- WHAT THE TASK REQUIRES -
Where an image occurs, skip it and print the rest of the records verbatim.
***
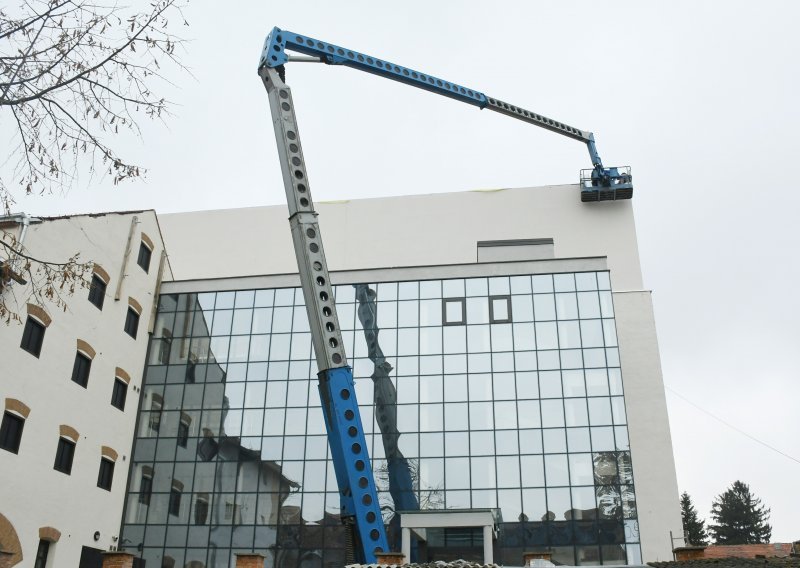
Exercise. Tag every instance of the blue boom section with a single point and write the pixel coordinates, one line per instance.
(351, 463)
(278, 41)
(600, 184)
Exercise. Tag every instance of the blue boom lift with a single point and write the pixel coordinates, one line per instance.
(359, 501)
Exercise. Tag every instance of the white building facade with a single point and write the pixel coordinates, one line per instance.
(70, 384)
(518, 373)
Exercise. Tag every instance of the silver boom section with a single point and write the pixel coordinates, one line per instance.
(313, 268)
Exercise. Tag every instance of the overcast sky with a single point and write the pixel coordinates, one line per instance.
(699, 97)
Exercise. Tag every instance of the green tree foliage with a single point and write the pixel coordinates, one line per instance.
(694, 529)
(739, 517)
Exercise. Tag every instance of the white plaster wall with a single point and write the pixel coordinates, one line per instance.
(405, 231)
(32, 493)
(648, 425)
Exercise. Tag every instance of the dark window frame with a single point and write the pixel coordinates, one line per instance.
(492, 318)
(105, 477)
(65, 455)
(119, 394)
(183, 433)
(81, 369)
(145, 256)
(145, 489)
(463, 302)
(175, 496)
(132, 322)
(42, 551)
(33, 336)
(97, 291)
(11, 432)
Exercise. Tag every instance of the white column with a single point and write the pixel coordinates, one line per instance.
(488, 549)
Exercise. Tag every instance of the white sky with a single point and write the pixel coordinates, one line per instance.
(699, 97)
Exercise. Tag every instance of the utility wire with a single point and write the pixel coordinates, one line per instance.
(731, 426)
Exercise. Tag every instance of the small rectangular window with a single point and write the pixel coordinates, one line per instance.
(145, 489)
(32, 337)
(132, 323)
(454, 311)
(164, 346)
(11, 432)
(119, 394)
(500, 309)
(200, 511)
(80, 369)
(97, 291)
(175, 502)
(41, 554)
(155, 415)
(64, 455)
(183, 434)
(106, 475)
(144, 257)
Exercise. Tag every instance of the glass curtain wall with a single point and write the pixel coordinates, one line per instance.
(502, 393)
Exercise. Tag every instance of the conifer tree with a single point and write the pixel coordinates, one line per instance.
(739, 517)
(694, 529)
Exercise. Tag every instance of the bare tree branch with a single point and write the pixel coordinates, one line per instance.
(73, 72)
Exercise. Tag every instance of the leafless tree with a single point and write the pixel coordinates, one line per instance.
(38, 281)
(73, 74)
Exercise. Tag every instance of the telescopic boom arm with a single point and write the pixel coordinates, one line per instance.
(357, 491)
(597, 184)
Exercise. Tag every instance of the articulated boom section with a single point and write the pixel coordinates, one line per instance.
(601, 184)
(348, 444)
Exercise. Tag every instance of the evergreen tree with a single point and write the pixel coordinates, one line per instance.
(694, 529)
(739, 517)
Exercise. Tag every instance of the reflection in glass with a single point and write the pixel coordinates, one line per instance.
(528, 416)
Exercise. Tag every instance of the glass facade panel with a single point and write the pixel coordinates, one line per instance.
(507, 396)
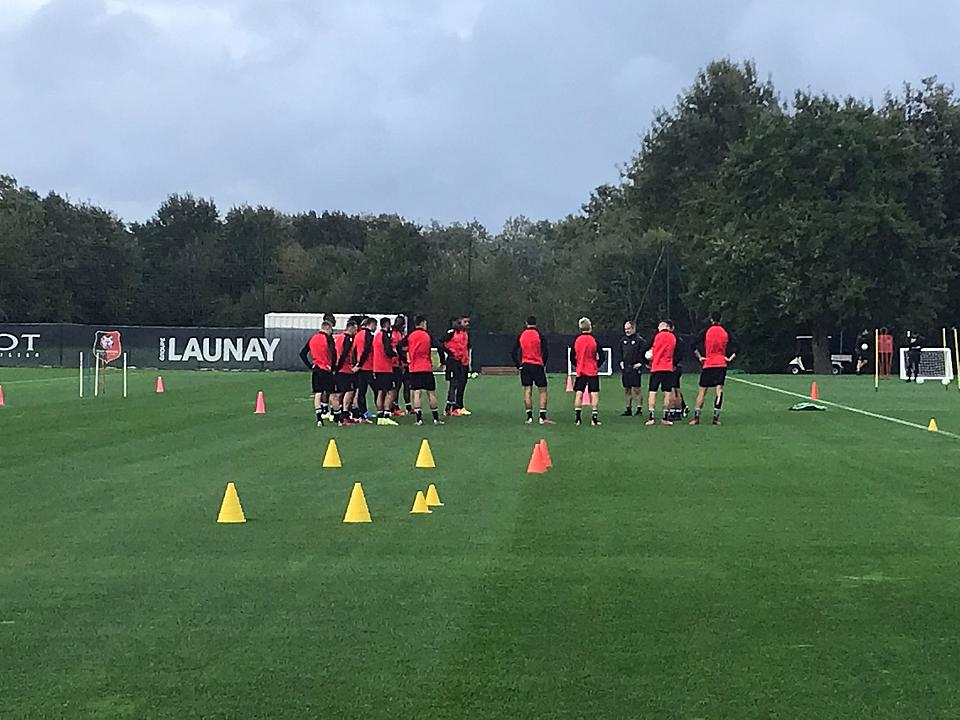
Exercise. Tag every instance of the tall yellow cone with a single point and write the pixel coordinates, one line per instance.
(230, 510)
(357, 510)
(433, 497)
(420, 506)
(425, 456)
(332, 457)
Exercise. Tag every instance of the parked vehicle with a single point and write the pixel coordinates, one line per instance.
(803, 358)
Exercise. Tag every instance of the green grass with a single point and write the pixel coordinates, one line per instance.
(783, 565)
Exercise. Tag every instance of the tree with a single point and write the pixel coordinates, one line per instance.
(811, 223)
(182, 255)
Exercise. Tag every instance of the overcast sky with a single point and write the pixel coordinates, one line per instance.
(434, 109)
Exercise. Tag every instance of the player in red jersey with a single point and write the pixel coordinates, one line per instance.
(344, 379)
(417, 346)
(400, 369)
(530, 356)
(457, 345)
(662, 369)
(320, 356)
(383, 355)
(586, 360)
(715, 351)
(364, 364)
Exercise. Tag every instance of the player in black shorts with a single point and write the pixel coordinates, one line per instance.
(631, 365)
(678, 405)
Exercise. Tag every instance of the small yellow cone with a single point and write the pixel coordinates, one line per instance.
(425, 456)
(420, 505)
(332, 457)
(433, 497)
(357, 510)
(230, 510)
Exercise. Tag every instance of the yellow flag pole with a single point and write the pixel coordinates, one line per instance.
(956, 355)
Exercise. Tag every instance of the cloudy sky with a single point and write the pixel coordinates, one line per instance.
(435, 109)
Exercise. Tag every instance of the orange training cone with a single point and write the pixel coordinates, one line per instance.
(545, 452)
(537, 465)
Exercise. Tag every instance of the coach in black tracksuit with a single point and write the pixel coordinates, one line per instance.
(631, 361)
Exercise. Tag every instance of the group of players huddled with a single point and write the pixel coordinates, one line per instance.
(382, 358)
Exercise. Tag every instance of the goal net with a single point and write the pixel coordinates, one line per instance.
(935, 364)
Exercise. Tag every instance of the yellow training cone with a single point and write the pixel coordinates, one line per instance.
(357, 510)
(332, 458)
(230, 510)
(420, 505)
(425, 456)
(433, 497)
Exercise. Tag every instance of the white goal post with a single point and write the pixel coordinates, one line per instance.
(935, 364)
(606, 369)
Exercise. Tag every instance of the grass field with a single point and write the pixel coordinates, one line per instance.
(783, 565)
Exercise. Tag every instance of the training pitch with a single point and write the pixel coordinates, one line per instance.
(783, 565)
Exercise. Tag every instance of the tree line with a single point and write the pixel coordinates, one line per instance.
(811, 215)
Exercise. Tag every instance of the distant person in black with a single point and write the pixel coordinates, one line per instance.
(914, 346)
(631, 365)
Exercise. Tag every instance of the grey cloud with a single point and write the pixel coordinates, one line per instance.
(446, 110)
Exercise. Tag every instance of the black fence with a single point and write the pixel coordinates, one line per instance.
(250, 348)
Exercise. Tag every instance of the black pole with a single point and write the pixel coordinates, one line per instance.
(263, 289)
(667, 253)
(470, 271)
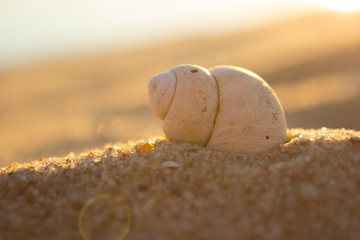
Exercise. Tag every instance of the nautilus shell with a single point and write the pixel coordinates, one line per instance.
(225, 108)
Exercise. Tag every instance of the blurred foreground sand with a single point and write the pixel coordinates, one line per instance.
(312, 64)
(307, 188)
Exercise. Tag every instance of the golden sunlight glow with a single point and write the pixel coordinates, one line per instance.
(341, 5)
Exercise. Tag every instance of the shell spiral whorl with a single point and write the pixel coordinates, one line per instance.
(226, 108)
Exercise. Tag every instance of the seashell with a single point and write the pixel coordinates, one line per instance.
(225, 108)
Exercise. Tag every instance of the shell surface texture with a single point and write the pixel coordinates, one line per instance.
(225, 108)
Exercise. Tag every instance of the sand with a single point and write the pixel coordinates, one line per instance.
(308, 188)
***
- RESULT OF THIS EXERCISE -
Exercise. Tag every instance of the blue boom section with a single point and write the pixel coordinates, one line per instance.
(351, 463)
(278, 41)
(600, 184)
Exercise. Tag every instance of the blue boom lift with a single point and write the pixel coordinates, one line per instance.
(359, 501)
Exercise. Tag every instance of the white building facade with a single point and write the pixel coordinates, one line per instance.
(70, 384)
(518, 373)
Exercise. Tag every instance of the silver boom section with a single point and write the pixel coordinates, one line per instance.
(313, 268)
Exercise. Tag every instance of the overcast sky with a single point and write the pixel coordinates, one line per instance.
(699, 97)
Exercise. Tag every instance of the green tree foliage with a single point and write the pixel coordinates, one line per instance.
(694, 529)
(739, 517)
Exercise. Tag every instance of the white plaster wall with a single point and write the pixel coordinates, one line per instance.
(405, 231)
(32, 493)
(648, 425)
Exercise. Tag every instance of the dark window frame with a single point and write the pixel coordinates, one line per instance.
(492, 318)
(105, 477)
(65, 455)
(119, 394)
(183, 433)
(81, 369)
(145, 256)
(145, 489)
(463, 302)
(175, 496)
(132, 322)
(42, 551)
(33, 336)
(97, 291)
(11, 432)
Exercise. Tag every instance of the white column with a single point and write the pixel coordinates, one line per instance.
(488, 549)
Exercise. Tag every instance of the white sky with a single point and write the pixel coordinates, one line per instance.
(699, 97)
Exercise. Tag every instance of the utility wire with a single point and write the pixel coordinates, one line per instance.
(731, 426)
Exercise. Tag every instance of the small rectangular window with a single point and write the pixel coordinates, one line per instance.
(145, 489)
(32, 337)
(132, 323)
(454, 311)
(164, 346)
(11, 432)
(119, 394)
(500, 309)
(200, 511)
(80, 369)
(97, 291)
(175, 502)
(41, 554)
(155, 415)
(64, 455)
(183, 434)
(106, 475)
(144, 257)
Exercise. Tag every instance of the glass curtain wall with a single point and write the pixel coordinates, one line per instance.
(502, 393)
Exercise. Tag every instance of the conifer tree with a single point and write the pixel coordinates, one line per instance.
(739, 517)
(694, 529)
Exercise. Tag every instance of the bare tree branch with a single point and write the pixel coordinates, one line per instance.
(73, 72)
Exercise. Tag every instance of the leafless tree with a single point and write the pixel coordinates, one line per instance.
(38, 281)
(73, 74)
Exercise. Tag every instance of the telescopic boom arm with a single point and write the pixel coordinates, one line per instance.
(357, 491)
(597, 184)
Exercise. Tag every instance of the articulated boom section with a single point and write the pixel coordinates, one line per instance.
(601, 184)
(348, 444)
Exercise. Tag every instance of the evergreen tree with a single point and write the pixel coordinates, one line per instance.
(694, 529)
(739, 517)
Exercise. Tag every instance of the reflection in glass with a single point and write the pixel coordinates, one line per instance.
(528, 416)
Exercise. Tag every instance of the glass facade panel with a single point and write the pixel coordinates, one line per instance.
(507, 396)
Exercise. Tag every instance of the tall yellow cone with a single point and write the pixel coordinates, one line per instance.
(230, 510)
(357, 510)
(433, 497)
(420, 506)
(425, 456)
(332, 457)
Exercise. Tag every instance of the parked vehicle with a single point and write the pixel coordinates, one line per instance.
(803, 358)
Exercise. Tag every instance of the green grass with a single point and write the pixel coordinates, one line per instance.
(783, 565)
Exercise. Tag every instance of the tree with a single point and write the pixel coordinates, one line per instance.
(811, 223)
(182, 255)
Exercise. Tag every instance of the overcast sky with a single point and write the pixel coordinates, one line per instance.
(434, 109)
Exercise. Tag every instance of the player in red jersey with a single point and write the pixel coordinates, one line per instance.
(344, 379)
(417, 346)
(400, 369)
(530, 356)
(457, 345)
(662, 369)
(320, 356)
(383, 355)
(586, 360)
(715, 351)
(364, 364)
Exercise. Tag every instance of the player in black shorts with a single point and write the pixel coordinates, one line per instance.
(631, 365)
(678, 405)
Exercise. Tag every instance of the small yellow cone with a single point and write the pixel coordinates, one line per instance.
(425, 456)
(420, 505)
(332, 457)
(433, 497)
(357, 510)
(230, 510)
Exercise. Tag every instance of the yellow flag pole with a single point and write the pixel coordinates, one line per instance.
(956, 355)
Exercise. Tag every instance of the cloudy sky with a single point and write the pixel coordinates, one line per instance.
(435, 109)
Exercise. Tag every instance of the orange training cone with a single point and write the pixel coordinates, one line per instance.
(545, 452)
(537, 465)
Exercise. Tag every instance of the coach in black tracksuit with a single point and write the pixel coordinates, one line per instance.
(631, 361)
Exercise. Tag every instance of the group of players huddled with a single point and write the pixel coordinates, one line per instance.
(382, 358)
Exercise. Tag every instance of the goal net with a single point and write the pixel coordinates, one line per instance.
(935, 364)
Exercise. Tag every instance of the yellow training cone with a single point and write the pixel coordinates, one line per instance.
(357, 510)
(332, 458)
(230, 510)
(420, 505)
(425, 456)
(433, 497)
Exercise. Tag every instance of the white goal post with a single point and write the pixel coordinates, one line per instance.
(935, 364)
(606, 369)
Exercise. Tag every instance of the grass field with a single point and write the pixel coordinates, one line per instance.
(783, 565)
Exercise. Tag every instance of the training pitch with a single point and write the pixel coordinates, one line per instance.
(783, 565)
Exercise. Tag every instance of the tree line with a single point and write the pixel coordinates, one line per instance.
(811, 215)
Exercise. Tag every instance of the distant person in black with a single point and write the pixel coordinates, one line per instance.
(914, 346)
(631, 365)
Exercise. Tag every instance of the grey cloud with a single point and write the pixel coordinates, one line per instance.
(446, 110)
Exercise. Tag every instance of the black fence with a single point and write the pixel coordinates, one line per instance.
(250, 348)
Exercise. Tag every instance of the black pole with a single point and write the pixel coordinates, one line per instance.
(263, 289)
(667, 253)
(470, 271)
Exercise. Tag every instance of the nautilus shell with a single point and write the pixel coordinates, one line per instance.
(225, 108)
Exercise. Tag every instance of the blurred foreground sand with a single point and write the pixel coordinates, one line per instance.
(312, 64)
(307, 188)
Exercise. Tag every instance of the golden sunlight glow with a single point and write the pixel coordinates, one line per instance.
(341, 5)
Exercise. Tag every instance of the shell spiral whorl with a single point and write the pixel coordinates, one line per instance.
(226, 108)
Exercise. Tag every instance of the seashell with a single point and write the pixel coordinates, one line per instance.
(225, 108)
Exercise. Tag every instance of the shell surface texture with a single point and write the pixel coordinates, one line per instance.
(225, 108)
Exercise. Tag every instance of the sand with a single point and write the pixel coordinates, one line per instance.
(308, 188)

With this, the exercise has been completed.